» **Your assignment**:
In the text on droplet bionetworks, how can the area of a bilayer be controlled once it has formed?

Text section start

Recently, an ultra-robust biomimetic architecture has been developed. Droplets immersed in an oil/lipid mixture become encased in a lipid monolayer. When two such droplets are contacted, a droplet-interface bilayer (DIB) is formed; many connected droplets comprise a bionetwork. By incorporating membrane proteins such as ion channels and pumps into DIBs, bionetworks can be engineered to carry out specific functions. We aim to create stimulus responsive bionetworks in order to model electrically driven systems such as heart and nerve tissues.
A lipid bilayer is formed when two droplets submerged under an oil/lipid mixture are brought into contact. Here, the droplets are hung from agarose-tipped electrodes that are connected to manipulators. Bilayers can be formed and pulled apart repeatedly. After DIB formation, the area of the bilayer can be controlled by changing the distance between the electrodes.
2. Droplet Addition
Building Bionetworks
Rather than using electrodes, here droplets are arranged on a surface patterned with micromachined divots. As the droplets settle into their dimples, bilayers are formed.
3. Droplet Extraction
Taking Apart Bionetworks
The bilayers between the droplets are incredibly tough. Here, a droplet surrounded by 4 bilayers is extracted by plunging into it with a gel-coated electrode. When the electrode is lifted, the droplet is pulled out - without disturbing the surrounding DIBs.
4. Replacing Droplets
Changing the Network
Here, a droplet incorporates into the bionetwork to replace the droplet removed in Movie 3.

Text section end
Provided data section start

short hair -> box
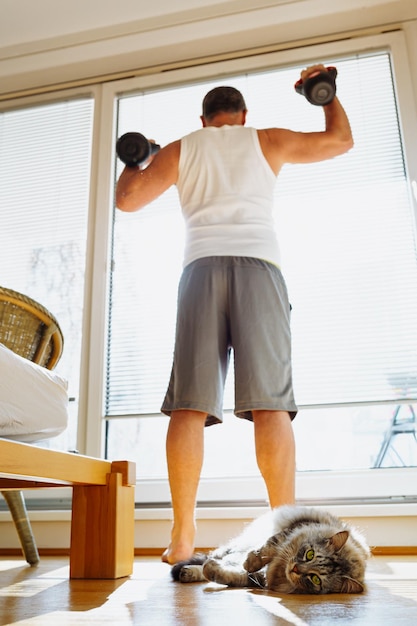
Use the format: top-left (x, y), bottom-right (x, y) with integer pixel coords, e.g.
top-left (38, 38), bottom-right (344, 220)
top-left (203, 87), bottom-right (247, 119)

Provided data section end

» **Answer to the problem**:
By changing the distance between the electrodes.